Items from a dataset
********

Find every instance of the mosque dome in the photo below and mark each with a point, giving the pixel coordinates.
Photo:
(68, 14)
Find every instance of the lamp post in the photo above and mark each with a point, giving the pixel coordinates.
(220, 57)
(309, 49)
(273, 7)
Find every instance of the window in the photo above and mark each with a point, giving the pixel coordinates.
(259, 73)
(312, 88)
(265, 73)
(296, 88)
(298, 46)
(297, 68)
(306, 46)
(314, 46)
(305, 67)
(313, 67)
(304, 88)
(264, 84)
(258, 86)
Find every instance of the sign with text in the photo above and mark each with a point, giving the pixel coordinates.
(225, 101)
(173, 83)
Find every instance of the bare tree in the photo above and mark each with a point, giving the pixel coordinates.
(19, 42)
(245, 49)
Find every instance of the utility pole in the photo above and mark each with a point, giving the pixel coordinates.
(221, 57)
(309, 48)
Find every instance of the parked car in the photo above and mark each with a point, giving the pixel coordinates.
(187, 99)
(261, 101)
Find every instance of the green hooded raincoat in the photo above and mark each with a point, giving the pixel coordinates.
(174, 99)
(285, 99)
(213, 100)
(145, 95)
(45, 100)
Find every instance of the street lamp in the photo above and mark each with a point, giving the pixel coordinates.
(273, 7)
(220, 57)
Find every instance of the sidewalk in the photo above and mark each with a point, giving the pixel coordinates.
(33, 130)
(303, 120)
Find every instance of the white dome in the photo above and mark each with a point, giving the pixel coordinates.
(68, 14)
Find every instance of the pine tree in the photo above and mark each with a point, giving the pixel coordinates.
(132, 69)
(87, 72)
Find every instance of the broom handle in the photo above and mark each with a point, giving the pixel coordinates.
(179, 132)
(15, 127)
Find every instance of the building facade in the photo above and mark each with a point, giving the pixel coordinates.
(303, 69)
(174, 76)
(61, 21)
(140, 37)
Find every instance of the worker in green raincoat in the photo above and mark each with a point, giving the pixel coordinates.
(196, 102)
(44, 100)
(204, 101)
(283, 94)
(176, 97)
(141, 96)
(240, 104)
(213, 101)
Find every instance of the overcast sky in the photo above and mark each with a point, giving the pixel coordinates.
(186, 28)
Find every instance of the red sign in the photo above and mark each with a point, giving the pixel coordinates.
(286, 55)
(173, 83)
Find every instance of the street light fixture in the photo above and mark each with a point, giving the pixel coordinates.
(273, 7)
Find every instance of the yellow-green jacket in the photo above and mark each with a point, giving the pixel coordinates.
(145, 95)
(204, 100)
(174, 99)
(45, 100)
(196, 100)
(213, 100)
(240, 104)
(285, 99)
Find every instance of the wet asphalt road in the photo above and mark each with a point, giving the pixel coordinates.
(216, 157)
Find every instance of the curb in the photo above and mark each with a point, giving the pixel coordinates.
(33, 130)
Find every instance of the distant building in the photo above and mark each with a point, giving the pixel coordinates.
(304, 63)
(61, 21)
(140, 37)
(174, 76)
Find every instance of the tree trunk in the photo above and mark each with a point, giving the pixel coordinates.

********

Work task
Each line of the data must be written out exactly as it appears.

Response box
Find every instance of the mosque dome in the photo below and mark each with a point, giving the pixel coordinates.
Photo:
(68, 14)
Find every instance of the lamp post in the photo above and mark each with a point, giving the pixel coordinates.
(220, 57)
(309, 49)
(273, 7)
Find every instance of the window in the photo above and mark each with a point, giving the pixel coordinates.
(259, 73)
(312, 88)
(265, 73)
(296, 88)
(298, 46)
(297, 68)
(306, 46)
(314, 46)
(305, 67)
(313, 67)
(304, 88)
(264, 84)
(258, 86)
Find every instance of the sign with text in the photo above and mark each with a point, giving the pixel coordinates.
(225, 101)
(173, 83)
Find every instance of the bare tree in the photo above and mark each with a point, giving the pixel coordinates.
(19, 42)
(245, 49)
Find every instance of the utility pole in the photo above and mark each with a point, giving the pixel coordinates.
(221, 57)
(309, 48)
Find every instance of the parked car in the photo above and mark each with a point, giving the pixel coordinates.
(187, 99)
(261, 101)
Find every instance of the green hooded raincoat in the photo above and mark each with a point, giving the pixel coordinates.
(174, 99)
(285, 99)
(213, 100)
(145, 95)
(45, 100)
Find every instance of the street lamp in the photo above and mark each with a point, giving the pixel coordinates.
(273, 7)
(220, 57)
Find every instance of the sidewalk in the photo above and mark each with a point, giving the pixel coordinates.
(33, 130)
(303, 120)
Find every instance of the white dome in the photo above and mark each with a point, giving the pixel coordinates.
(68, 14)
Find every instance of the pine tree in the photo above and mark each with a point, giving the pixel coordinates.
(132, 69)
(87, 72)
Find every instance of the broom handle in the photo above and mark each with a point, giving the pixel coordinates.
(179, 132)
(15, 127)
Find every instance of the building facade in the photo above and mark each with a point, giving the pixel coordinates.
(303, 69)
(174, 76)
(61, 21)
(140, 37)
Find every instance of the worker in green raincoat in the photo above and mark each with a point, giving the pixel coordinates.
(196, 102)
(44, 100)
(204, 101)
(283, 94)
(176, 97)
(141, 96)
(240, 104)
(213, 101)
Find every instance of the overcast sky in the photo above and mark each with a point, giving the pixel coordinates.
(186, 28)
Find every instance of the red sign in the photo above and mark each with a point, giving the pixel coordinates.
(286, 55)
(173, 83)
Find every instance of the street light fixture in the photo above and mark each with a point, giving the pixel coordinates.
(273, 7)
Find every instance of the yellow-green jacket in the photo above and mark each with a point, giving the pixel coordinates.
(145, 95)
(204, 100)
(174, 99)
(45, 100)
(196, 100)
(213, 100)
(240, 104)
(285, 99)
Find every instance of the wet asphalt road in the photo above and mark each with a point, giving the pixel coordinates.
(216, 157)
Find every instance of the curb in the photo above and mark each with a point, giving the pixel coordinates.
(33, 130)
Find every instance of the distant building in the photo above and mark each with a point, giving the pixel coordinates.
(304, 63)
(61, 21)
(140, 37)
(174, 76)
Find every instance of the tree trunk in the photo above and mark each with a point, giving the pixel coordinates.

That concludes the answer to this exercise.